* **SELECTED EXCERPT**:
........

Why and how wud idols need to drink milk


----------



## the_devil (Sep 2, 2006)

why does god need milk? is he calcium deficient?

wont god be pleased if the same effort was done in helping the hungry


----------



## Desmond (Sep 6, 2006)

Illiteracy and blind faith, no broad minded effort to understand the logical reasons of occuring phenomenons is quite common amongst majority of the Indians.

Surface Tension is the correct reason for the occurance of this event. I think these people who believe in such nonsense are big fools.
The media must try their best to help the people to shake off their blind faith, instead of wasting their time on other nonsensical news.


----------



## ratedrsuperstar (Sep 24, 2006)

i'm with scientology.(you cant help it when katie holmes is the nun of your religion.just kiddin!)


----------



## q3_abhi (Oct 1, 2006)

DeSmOnD dAvId said:
			
		

> Surface Tension is the correct reason for the occurance of this event.




That's it....this is the answer.

Infact, this is a waste of time discussing such useless topics...


----------



## crownabhisek (Oct 1, 2006)

direct and straight forward answer, *I DON"T BELIEVE GOD SIPPING MILK*.

........

* **GIVEN INFORMATION**:
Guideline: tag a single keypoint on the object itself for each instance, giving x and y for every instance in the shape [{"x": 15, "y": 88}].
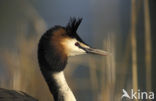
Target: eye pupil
[{"x": 77, "y": 44}]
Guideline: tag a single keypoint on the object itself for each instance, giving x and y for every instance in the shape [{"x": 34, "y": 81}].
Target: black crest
[{"x": 73, "y": 25}]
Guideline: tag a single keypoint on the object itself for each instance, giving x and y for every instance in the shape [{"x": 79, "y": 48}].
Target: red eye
[{"x": 77, "y": 44}]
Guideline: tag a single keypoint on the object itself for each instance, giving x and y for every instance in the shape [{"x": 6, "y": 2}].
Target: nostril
[{"x": 77, "y": 44}]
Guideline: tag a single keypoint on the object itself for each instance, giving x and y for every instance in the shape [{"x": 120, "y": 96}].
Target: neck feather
[{"x": 58, "y": 86}]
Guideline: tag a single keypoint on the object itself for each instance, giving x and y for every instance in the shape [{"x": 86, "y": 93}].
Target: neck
[{"x": 58, "y": 86}]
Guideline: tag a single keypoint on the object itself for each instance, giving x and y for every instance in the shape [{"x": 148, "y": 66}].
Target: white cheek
[{"x": 71, "y": 48}]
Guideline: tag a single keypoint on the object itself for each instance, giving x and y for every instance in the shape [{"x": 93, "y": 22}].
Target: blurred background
[{"x": 126, "y": 28}]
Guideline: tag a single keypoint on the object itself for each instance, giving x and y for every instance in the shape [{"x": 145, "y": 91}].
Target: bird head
[
  {"x": 60, "y": 42},
  {"x": 69, "y": 41}
]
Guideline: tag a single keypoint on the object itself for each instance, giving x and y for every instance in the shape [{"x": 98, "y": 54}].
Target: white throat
[{"x": 64, "y": 88}]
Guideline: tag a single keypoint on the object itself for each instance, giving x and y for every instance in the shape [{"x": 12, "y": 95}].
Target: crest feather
[{"x": 73, "y": 25}]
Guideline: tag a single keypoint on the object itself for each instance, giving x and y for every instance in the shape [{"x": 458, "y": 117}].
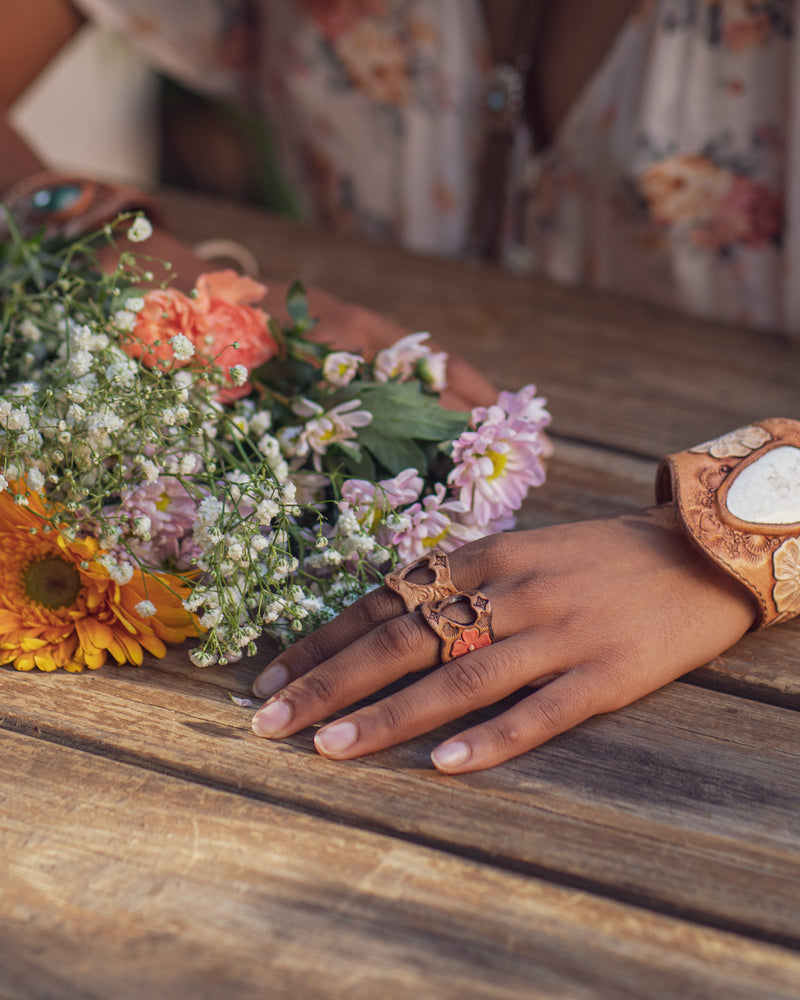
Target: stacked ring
[
  {"x": 414, "y": 594},
  {"x": 459, "y": 638}
]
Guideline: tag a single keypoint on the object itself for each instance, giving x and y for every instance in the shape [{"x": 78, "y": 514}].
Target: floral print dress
[{"x": 671, "y": 178}]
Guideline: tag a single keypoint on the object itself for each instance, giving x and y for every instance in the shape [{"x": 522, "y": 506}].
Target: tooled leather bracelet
[
  {"x": 68, "y": 206},
  {"x": 738, "y": 498}
]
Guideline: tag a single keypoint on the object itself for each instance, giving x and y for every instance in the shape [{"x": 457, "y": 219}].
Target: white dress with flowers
[{"x": 674, "y": 177}]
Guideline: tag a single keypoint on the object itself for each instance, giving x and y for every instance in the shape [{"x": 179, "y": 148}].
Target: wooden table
[{"x": 152, "y": 847}]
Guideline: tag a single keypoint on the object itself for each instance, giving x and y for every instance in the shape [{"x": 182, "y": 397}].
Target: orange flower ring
[{"x": 459, "y": 638}]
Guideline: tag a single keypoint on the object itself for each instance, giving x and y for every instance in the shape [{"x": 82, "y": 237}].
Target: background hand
[{"x": 607, "y": 611}]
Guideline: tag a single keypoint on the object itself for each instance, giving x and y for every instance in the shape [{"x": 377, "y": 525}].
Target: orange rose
[
  {"x": 224, "y": 303},
  {"x": 165, "y": 314},
  {"x": 219, "y": 315}
]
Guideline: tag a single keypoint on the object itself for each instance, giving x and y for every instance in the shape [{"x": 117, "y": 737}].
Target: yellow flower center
[
  {"x": 52, "y": 582},
  {"x": 499, "y": 461}
]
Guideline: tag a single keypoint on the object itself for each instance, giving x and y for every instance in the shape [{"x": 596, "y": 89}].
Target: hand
[{"x": 606, "y": 611}]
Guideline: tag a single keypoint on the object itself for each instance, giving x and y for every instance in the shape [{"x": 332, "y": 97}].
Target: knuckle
[
  {"x": 317, "y": 686},
  {"x": 397, "y": 639},
  {"x": 506, "y": 738},
  {"x": 377, "y": 607},
  {"x": 467, "y": 676},
  {"x": 390, "y": 715},
  {"x": 552, "y": 714}
]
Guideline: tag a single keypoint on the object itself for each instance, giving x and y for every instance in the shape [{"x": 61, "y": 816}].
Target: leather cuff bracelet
[
  {"x": 69, "y": 206},
  {"x": 738, "y": 498}
]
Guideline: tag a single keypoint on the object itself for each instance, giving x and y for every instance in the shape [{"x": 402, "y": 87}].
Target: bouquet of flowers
[{"x": 181, "y": 467}]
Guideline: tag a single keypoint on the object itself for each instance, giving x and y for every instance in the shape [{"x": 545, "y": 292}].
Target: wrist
[{"x": 737, "y": 499}]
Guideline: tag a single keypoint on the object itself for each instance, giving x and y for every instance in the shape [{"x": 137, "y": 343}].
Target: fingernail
[
  {"x": 272, "y": 719},
  {"x": 336, "y": 737},
  {"x": 450, "y": 755},
  {"x": 272, "y": 680}
]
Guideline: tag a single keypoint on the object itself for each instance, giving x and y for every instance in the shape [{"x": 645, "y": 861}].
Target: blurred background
[{"x": 97, "y": 105}]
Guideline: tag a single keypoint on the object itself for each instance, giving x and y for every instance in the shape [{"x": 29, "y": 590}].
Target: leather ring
[
  {"x": 414, "y": 594},
  {"x": 457, "y": 638}
]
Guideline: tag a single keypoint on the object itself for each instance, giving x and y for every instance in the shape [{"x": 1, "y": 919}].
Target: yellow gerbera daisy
[{"x": 60, "y": 608}]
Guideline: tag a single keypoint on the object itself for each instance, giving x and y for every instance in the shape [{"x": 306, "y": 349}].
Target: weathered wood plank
[
  {"x": 585, "y": 482},
  {"x": 118, "y": 882},
  {"x": 688, "y": 802},
  {"x": 616, "y": 371}
]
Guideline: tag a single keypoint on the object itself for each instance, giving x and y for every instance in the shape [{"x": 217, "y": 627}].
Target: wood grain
[
  {"x": 131, "y": 884},
  {"x": 649, "y": 380},
  {"x": 688, "y": 802}
]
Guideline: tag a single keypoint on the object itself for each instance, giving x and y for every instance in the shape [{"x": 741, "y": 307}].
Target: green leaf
[
  {"x": 297, "y": 307},
  {"x": 403, "y": 419},
  {"x": 403, "y": 410},
  {"x": 394, "y": 453}
]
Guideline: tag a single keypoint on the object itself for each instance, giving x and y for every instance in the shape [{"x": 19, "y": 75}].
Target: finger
[
  {"x": 379, "y": 606},
  {"x": 466, "y": 387},
  {"x": 388, "y": 652},
  {"x": 464, "y": 684},
  {"x": 571, "y": 698}
]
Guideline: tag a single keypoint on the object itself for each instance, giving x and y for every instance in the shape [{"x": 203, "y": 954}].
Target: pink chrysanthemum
[
  {"x": 498, "y": 462},
  {"x": 434, "y": 522}
]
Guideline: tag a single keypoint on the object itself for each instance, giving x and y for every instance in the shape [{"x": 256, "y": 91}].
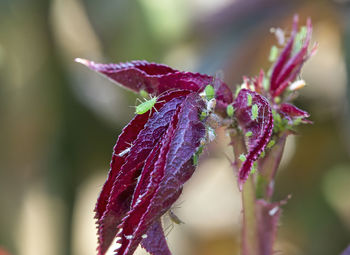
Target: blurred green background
[{"x": 59, "y": 121}]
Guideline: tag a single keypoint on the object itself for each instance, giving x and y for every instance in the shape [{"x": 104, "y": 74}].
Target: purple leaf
[
  {"x": 288, "y": 66},
  {"x": 347, "y": 251},
  {"x": 157, "y": 78},
  {"x": 291, "y": 111},
  {"x": 155, "y": 242},
  {"x": 259, "y": 127},
  {"x": 138, "y": 139},
  {"x": 161, "y": 181}
]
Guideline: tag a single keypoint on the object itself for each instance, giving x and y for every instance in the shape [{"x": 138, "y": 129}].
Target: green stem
[{"x": 250, "y": 238}]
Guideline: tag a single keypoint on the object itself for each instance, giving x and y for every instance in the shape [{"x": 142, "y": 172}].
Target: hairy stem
[{"x": 250, "y": 238}]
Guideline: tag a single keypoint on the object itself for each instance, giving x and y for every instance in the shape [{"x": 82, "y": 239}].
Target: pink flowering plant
[{"x": 157, "y": 152}]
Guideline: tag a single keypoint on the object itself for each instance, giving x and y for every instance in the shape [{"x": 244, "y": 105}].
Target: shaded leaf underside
[{"x": 260, "y": 128}]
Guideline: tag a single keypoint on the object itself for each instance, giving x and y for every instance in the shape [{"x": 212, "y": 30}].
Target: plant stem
[{"x": 250, "y": 239}]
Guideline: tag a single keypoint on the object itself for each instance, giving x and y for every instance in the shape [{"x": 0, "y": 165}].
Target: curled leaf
[
  {"x": 163, "y": 176},
  {"x": 259, "y": 125},
  {"x": 157, "y": 78},
  {"x": 289, "y": 63},
  {"x": 137, "y": 139}
]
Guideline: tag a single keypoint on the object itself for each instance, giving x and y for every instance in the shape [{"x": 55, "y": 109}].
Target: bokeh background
[{"x": 59, "y": 121}]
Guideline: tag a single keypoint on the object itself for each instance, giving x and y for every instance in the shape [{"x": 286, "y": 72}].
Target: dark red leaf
[
  {"x": 115, "y": 198},
  {"x": 288, "y": 66},
  {"x": 291, "y": 112},
  {"x": 347, "y": 251},
  {"x": 260, "y": 129},
  {"x": 157, "y": 78},
  {"x": 154, "y": 242},
  {"x": 161, "y": 182}
]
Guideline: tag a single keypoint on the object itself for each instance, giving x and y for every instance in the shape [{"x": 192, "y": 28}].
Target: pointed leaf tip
[
  {"x": 82, "y": 61},
  {"x": 258, "y": 123}
]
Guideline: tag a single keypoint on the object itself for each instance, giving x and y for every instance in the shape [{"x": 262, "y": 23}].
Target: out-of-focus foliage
[{"x": 59, "y": 122}]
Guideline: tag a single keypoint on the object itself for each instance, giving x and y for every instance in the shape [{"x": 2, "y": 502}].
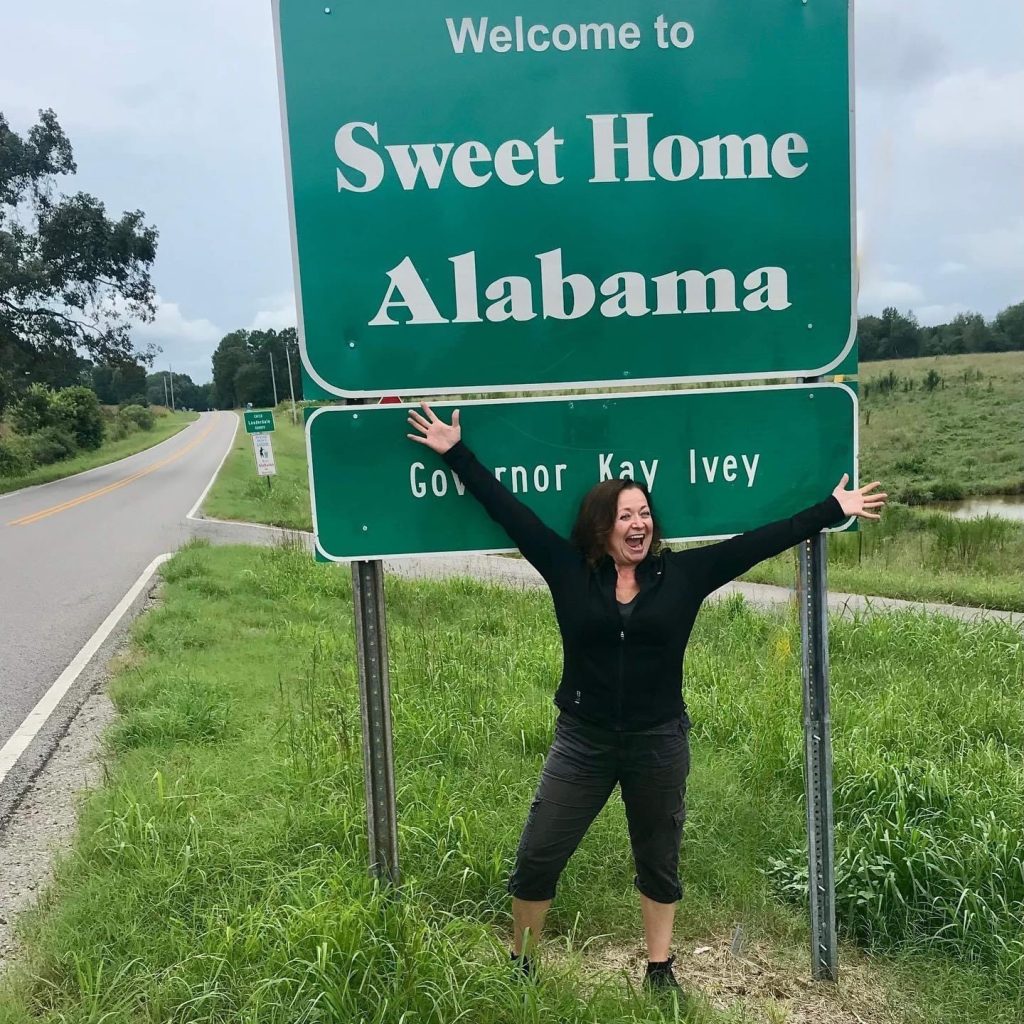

........

* **EXERCISE DESCRIPTION**:
Write out the stretch of the idol milk thread from "Infact, this is" through "GOD SIPPING MILK*.", substituting "pointless" for "useless".

* **EXERCISE OUTPUT**:
Infact, this is a waste of time discussing such pointless topics...


----------



## crownabhisek (Oct 1, 2006)

direct and straight forward answer, *I DON"T BELIEVE GOD SIPPING MILK*.